## Begin READING PASSAGE

Valentine’s Day is a day to celebrate the one you love, traditionally speaking. Generally, it’s a day to shower your life partner with gifts and to treat yourselves to a special outing. Hence, on this day, you to tell the world how much you love and adore each other.

Self-Love: Your Greatest Gift to YOU.
Valentine’s Day is a day to celebrate the one you love, traditionally speaking. Generally, it’s a day to shower your life partner with gifts and to treat yourselves to a special outing. Hence, on this day, you to tell the world how much you love and adore each other. However, just as I am sure there are many of you who love February 14th, there are also many of you who probably don’t care for the day… It’s just another day.
Love Sees the Loveable
Coming from the perspective of a single woman in her forties, previously married and in other long-term relationships, my opinion on this day may or may not resonate well with many. In short, over the last few years I have learned to be less concerned with the tradition that I need to be in a romantic relationship, and to care more about how to love ME!
First of all, we need to all celebrate love every day. Sure, it’s not always possible to buy flowers or candy, or to book a dinner reservation at the hottest place in town every single day. But just the gift of loving someone or being loved, is in itself worth being grateful for. Maybe it’s not a special someone you call your sweetheart. Maybe it’s your child(ren), or a close and trusted friend. Perhaps it’s the love for your parents. Love sees no gender, status, age, relational connection. Ultimately, love only sees the beauty of the person you hold close to your heart, without judgement or conditions.

## End READING PASSAGE
## Begin MATERIAL

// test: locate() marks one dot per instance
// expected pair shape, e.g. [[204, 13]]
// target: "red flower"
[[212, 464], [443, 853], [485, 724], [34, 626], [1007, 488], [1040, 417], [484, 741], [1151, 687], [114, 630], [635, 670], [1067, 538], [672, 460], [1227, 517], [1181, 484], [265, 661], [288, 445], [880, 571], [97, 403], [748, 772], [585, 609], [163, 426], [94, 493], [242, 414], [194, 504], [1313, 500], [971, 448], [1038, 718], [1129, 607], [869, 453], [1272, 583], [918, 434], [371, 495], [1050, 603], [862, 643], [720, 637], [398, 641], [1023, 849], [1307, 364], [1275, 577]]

## End MATERIAL

SHORT PROBLEM -> Reproduce word for word the passage in the self-love article above that begins at the words "First of all, we" and stops after "judgement or conditions.".

WORKED SOLUTION ->
First of all, we need to all celebrate love every day. Sure, it’s not always possible to buy flowers or candy, or to book a dinner reservation at the hottest place in town every single day. But just the gift of loving someone or being loved, is in itself worth being grateful for. Maybe it’s not a special someone you call your sweetheart. Maybe it’s your child(ren), or a close and trusted friend. Perhaps it’s the love for your parents. Love sees no gender, status, age, relational connection. Ultimately, love only sees the beauty of the person you hold close to your heart, without judgement or conditions.